### TASKS FOR THIS EXERCISE
(1) According to the presentation design text, why is Demetri Martin's use of flip charts, chalkboards, or whiteboards effective? Answer in one to three sentences.
(2) Using the presentation design text, answer each question briefly:
(a) How many squares are in the grid formed by the Rule of Thirds?
(b) Where does the text say many students want internships and professional experience?
(c) Which two free stock photo sites does the text name first?
(3) Decide whether each statement agrees with the presentation design text. Answer yes or no, and quote the words of the text that settle it.
(a) Most professional photographs put their primary focus directly in the center of the picture.
(b) Demetri Martin uses flip charts, chalkboards, or whiteboards in his comedic routine.
(c) The text says digital presenting will always be harder than using primitive devices.

Other, similar resources include free stock photo sites like Publicdomainpictures.com and Everystockphoto.com. Additionally, the U. S. National Archive has a database of stock photos that are free for public use at Archive.org. The latter is a great way to start enjoying the exclusive member benefits you receive when paying your annual dues to Uncle Sam's club. You can add all of these sites to a bookmarks bar for quick and easy access when the next presentation project arrives.

9.1.6. The Rule of Thirds

The Rule of Thirds is easier seen than read, so try this out: Visit any professional photography site and rifle through some of their images. You may notice that few, if any, of the photographs place their primary focus directly in the center of the picture or at the fringes. This is the Rule of Thirds at work: Imagine that these photographs are divided into thirds both vertically and horizontally. You end up with a grid of nine squares (something like the intro to The Brady Bunch). Imagery that positions the object(s) of interest along these lines, or at the intersection of these lines (the four corners of the center square), is considered to be more interesting than imagery where the subject is exactly centered.

Obviously, with rules come rule breakers. However, the vast majority of us are not attempting to usher in new eras of artistic expression with our presentations; we're just trying to reach an audience. Using the Rule of Thirds can really simplify the do-it-yourself design process for most of us by providing some literal guidelines along which we can place our images with confidence.

9.1.7. Hope for the Hopeless

Though I find it increasingly difficult to keep in touch with them, I do know a few individuals who are immensely successful but have a crazy person's mistrust of electronic gadgetry. Obviously, budgets and skills are not going to be the only barriers between such old school stalwarts and the Most Innovative Presentation of 2011 award. Nevertheless, even the most prehistoric presenter can deliver a stunning presentation with somewhat primitive devices.

Perhaps one of the best examples of primitive presenting in the modern age is comedian Demetri Martin. Though one of those technology-saturated Millennials, Martin frequently employs flip charts, chalkboards, or whiteboards as part of his comedic routine. This conceit is clearly effective, promoting a sort of professorial intimacy between speaker and audience that draws upon the school-age familiarity of the chalkboard lecture. There is certainly an opportunity for individuals to capture and own this presentation style, especially as more and more presentations cross over into the digital realm, becoming the status quo. Digital is always going to be easier, but if you're really uncomfortable with technology, you can still deliver a stellar presentation by mastering the flip chart technique.

9.1.8. Spread the Love

One final option for the technologically inept would be to farm your presentation out. Don't take it overseas, though; give a college student the once-in-a-lifetime opportunity to work with a first-class presenter and professional. Local art schools or design departments at major universities will likely have many students who are desperate for internships and professional experience. If you can't hire professionals but don't have the time or heart to bring your presentation design up to date, let a cost-effective intern take a stab at it. Tomorrow's high-priced design experts are in school today. They need experience; you need help. Why not give each other a shot?

9.1.9. What's the Gist?

You can get a Ph.D. in Graphic Design. In fact, the Ph.D.s can get even more specific than that. Visual communication is an art, but there is science involved as well. So let yourself off the hook: If you're going to be good at your own job, at some point you have to give up being an expert on everything else. Occasionally, this means that your time is better off spent focusing on your area of expertise and paying someone else to focus on theirs—designing your presentations. Other times, strict budgets just won't allow it. This cursory overview of suitable design tactics should arm you with enough information to either articulate what you want to a presentation design expert or put your best foot forward and far surpass any presentation in which Screen Bean makes an appearance.

### MATERIAL SHOWN
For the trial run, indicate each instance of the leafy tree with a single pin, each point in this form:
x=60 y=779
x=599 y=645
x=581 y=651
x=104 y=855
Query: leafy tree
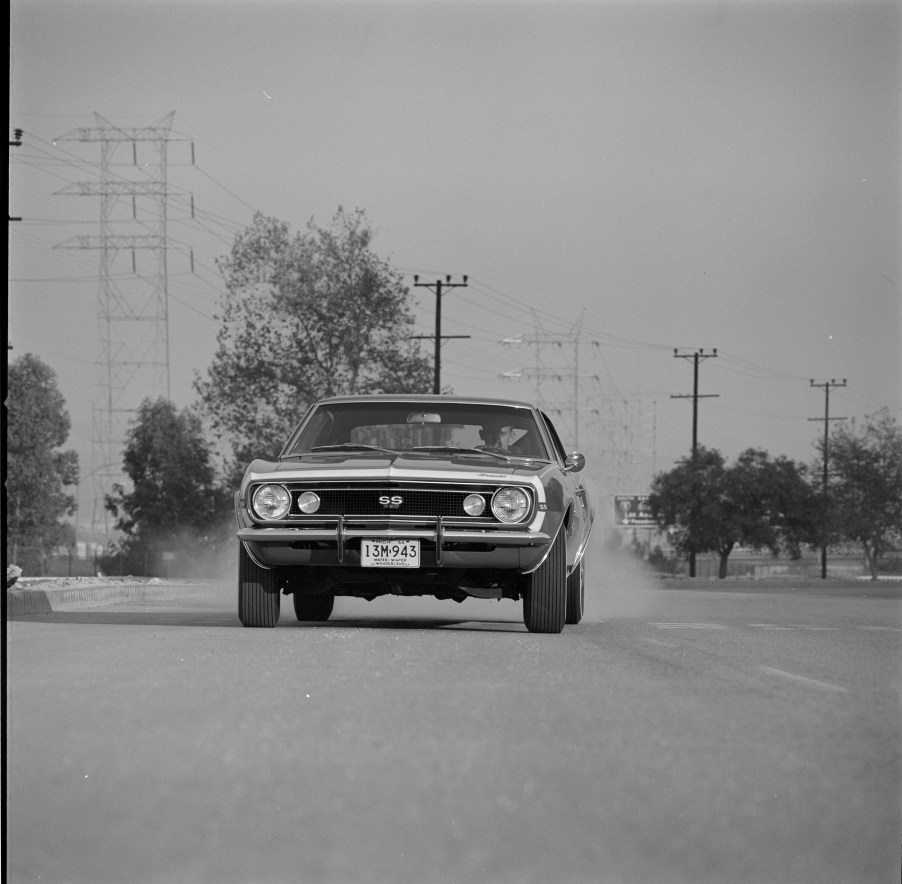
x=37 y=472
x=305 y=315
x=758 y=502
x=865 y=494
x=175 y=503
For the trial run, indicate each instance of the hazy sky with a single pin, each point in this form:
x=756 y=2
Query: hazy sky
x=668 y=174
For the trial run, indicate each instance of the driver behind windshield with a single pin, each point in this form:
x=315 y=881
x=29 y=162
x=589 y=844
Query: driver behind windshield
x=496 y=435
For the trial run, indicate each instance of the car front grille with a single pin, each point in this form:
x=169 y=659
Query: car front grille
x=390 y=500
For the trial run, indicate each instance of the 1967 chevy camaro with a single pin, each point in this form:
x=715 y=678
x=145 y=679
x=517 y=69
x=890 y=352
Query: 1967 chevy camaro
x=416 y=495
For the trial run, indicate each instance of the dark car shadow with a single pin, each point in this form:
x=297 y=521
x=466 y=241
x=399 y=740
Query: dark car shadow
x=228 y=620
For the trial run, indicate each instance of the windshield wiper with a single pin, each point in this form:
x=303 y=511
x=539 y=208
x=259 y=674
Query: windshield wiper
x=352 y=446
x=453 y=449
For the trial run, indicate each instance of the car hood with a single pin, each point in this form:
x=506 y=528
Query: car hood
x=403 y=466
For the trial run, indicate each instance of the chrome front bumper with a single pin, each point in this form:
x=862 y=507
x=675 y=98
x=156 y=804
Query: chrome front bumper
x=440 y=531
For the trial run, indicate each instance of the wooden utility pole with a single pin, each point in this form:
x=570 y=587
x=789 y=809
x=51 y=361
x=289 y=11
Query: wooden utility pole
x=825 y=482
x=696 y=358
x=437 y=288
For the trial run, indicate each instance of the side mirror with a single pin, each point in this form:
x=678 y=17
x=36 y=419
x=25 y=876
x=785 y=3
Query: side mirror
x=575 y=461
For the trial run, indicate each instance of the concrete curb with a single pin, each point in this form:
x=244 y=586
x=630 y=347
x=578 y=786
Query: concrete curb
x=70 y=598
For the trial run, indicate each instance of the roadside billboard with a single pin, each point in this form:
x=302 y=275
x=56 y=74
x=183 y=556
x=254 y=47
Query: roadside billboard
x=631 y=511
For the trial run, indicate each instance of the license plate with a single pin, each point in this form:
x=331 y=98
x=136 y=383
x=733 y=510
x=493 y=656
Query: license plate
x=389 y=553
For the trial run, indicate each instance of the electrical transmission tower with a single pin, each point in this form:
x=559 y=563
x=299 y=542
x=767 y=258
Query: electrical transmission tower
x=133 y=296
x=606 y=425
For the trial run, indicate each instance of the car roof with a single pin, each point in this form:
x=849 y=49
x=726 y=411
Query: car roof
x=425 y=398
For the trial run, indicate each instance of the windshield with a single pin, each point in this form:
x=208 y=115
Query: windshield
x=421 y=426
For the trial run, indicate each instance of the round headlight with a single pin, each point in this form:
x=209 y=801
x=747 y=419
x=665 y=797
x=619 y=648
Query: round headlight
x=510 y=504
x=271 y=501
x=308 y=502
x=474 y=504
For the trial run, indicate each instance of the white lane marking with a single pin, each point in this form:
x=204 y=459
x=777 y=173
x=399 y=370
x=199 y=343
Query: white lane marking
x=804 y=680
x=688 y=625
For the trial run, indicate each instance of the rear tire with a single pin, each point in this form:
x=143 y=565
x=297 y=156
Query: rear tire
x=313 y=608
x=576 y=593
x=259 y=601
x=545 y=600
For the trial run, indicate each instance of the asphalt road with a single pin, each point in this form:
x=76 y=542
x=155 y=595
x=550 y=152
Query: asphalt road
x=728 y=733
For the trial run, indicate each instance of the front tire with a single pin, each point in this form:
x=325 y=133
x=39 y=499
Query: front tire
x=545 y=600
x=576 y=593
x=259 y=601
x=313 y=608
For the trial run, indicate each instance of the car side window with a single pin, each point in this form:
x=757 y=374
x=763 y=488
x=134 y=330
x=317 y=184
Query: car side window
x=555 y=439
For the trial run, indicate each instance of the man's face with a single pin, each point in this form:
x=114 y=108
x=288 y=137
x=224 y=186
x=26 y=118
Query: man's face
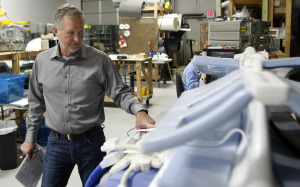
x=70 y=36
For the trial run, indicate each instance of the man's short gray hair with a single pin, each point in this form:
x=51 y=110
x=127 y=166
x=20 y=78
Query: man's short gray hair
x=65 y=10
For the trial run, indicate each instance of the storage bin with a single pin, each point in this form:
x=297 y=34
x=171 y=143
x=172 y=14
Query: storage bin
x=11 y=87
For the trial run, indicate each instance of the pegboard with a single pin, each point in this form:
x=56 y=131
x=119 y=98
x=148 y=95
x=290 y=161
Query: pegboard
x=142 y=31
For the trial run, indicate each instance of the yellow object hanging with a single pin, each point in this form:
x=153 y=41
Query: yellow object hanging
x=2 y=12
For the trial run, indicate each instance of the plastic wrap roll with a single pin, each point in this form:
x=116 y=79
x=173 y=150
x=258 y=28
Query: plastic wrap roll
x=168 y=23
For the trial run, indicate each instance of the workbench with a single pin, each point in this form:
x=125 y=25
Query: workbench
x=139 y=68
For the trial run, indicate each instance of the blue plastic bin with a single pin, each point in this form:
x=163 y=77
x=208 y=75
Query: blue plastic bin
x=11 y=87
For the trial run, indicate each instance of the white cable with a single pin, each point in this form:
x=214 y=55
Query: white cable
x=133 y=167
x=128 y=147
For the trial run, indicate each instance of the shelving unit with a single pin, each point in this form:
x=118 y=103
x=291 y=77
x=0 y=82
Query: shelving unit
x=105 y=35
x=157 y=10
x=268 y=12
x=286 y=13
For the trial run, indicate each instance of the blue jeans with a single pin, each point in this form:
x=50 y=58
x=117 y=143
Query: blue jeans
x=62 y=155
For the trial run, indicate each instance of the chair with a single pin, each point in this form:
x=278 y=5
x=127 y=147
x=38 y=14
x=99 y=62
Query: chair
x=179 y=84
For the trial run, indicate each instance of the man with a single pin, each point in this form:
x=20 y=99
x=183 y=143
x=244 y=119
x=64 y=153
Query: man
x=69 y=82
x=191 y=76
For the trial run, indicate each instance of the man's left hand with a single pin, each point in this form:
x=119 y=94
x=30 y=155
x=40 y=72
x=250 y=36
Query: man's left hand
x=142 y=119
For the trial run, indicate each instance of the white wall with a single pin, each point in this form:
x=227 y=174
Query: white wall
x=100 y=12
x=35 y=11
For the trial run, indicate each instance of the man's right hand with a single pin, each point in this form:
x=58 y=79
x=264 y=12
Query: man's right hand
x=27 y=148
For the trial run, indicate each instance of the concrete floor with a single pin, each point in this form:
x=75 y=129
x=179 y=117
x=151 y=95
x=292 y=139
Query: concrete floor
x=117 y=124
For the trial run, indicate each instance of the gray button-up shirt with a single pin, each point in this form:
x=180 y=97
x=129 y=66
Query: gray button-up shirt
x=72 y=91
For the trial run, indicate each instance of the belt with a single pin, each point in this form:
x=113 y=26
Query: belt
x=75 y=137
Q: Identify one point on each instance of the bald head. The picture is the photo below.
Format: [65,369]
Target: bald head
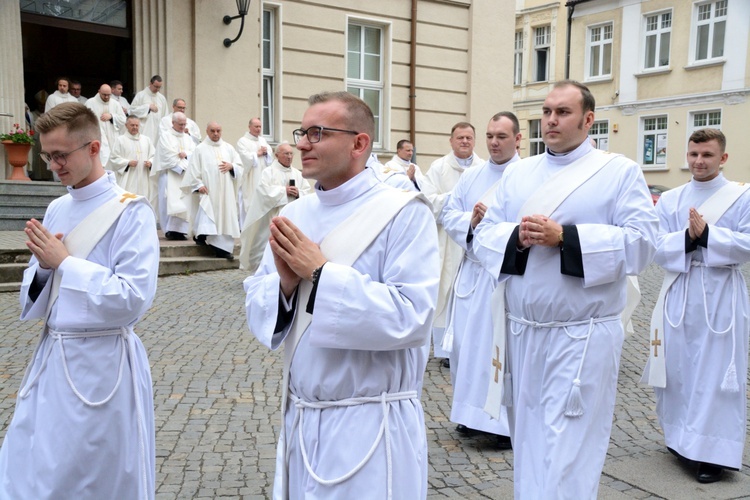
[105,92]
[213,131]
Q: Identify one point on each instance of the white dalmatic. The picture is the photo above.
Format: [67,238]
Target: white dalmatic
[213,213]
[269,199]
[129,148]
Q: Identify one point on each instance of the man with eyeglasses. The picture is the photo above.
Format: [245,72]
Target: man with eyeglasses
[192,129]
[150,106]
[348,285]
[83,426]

### RESPONSES
(1) The text says the conceit works because it promotes a sort of professorial intimacy between speaker and audience. That intimacy draws on the school-age familiarity of the chalkboard lecture.

(2)
(a) Nine.
(b) At local art schools or design departments at major universities.
(c) Publicdomainpictures.com and Everystockphoto.com.

(3)
(a) No: "few, if any, of the photographs place their primary focus directly in the center of the picture or at the fringes."
(b) Yes: "Martin frequently employs flip charts, chalkboards, or whiteboards as part of his comedic routine."
(c) No: "Digital is always going to be easier"